* [Exercise requirements]:
Copy each line of the items below word for word, with nothing changed.

=======

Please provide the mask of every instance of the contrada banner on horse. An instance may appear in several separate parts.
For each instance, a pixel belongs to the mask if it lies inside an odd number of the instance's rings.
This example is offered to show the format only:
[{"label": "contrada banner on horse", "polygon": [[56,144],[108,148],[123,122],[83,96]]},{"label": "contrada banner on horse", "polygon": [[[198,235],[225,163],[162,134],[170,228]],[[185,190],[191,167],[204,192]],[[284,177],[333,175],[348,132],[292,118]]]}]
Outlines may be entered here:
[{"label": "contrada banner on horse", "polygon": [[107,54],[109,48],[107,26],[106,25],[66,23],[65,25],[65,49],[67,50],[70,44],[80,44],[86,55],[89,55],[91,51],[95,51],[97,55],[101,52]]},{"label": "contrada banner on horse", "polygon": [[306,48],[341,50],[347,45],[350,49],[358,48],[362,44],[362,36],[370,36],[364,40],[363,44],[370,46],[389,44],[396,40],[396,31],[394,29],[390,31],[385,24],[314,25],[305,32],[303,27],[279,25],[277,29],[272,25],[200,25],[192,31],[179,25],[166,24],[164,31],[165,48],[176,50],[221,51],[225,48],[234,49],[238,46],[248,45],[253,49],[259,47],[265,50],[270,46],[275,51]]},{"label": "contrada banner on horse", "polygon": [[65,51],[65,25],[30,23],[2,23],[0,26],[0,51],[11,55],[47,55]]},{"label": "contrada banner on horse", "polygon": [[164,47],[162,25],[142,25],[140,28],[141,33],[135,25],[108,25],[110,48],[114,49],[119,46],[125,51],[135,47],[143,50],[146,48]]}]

=======

* [In response]:
Please provide the mask of every instance of the contrada banner on horse. An instance may appear in several separate parts.
For each instance, a pixel belongs to the mask if it lies inside an odd number of the instance's rings.
This example is offered to show the format only:
[{"label": "contrada banner on horse", "polygon": [[56,144],[108,148],[123,122],[83,96]]},{"label": "contrada banner on horse", "polygon": [[[198,235],[225,163],[162,134],[170,228]],[[185,190],[191,167],[204,192]],[[284,177],[333,175],[348,132],[292,118]]]}]
Outlines may be entered here:
[{"label": "contrada banner on horse", "polygon": [[107,54],[109,48],[107,26],[106,25],[66,23],[65,25],[65,49],[67,50],[70,44],[80,44],[86,55],[89,55],[91,51],[95,51],[97,55],[101,52]]},{"label": "contrada banner on horse", "polygon": [[306,48],[341,50],[347,45],[350,49],[358,48],[362,44],[362,36],[370,36],[364,40],[363,44],[370,46],[389,44],[396,40],[396,31],[394,29],[390,31],[385,24],[314,25],[305,32],[303,27],[279,25],[277,29],[272,25],[200,25],[192,31],[179,25],[166,24],[164,31],[165,48],[176,50],[221,51],[225,48],[234,49],[238,46],[248,45],[253,49],[259,47],[265,50],[270,46],[275,51]]},{"label": "contrada banner on horse", "polygon": [[65,51],[65,25],[30,23],[2,23],[0,26],[0,51],[11,55],[47,55]]},{"label": "contrada banner on horse", "polygon": [[164,47],[162,25],[142,25],[140,28],[141,33],[135,25],[108,25],[110,48],[114,49],[119,46],[125,51],[135,47],[143,50],[146,48]]}]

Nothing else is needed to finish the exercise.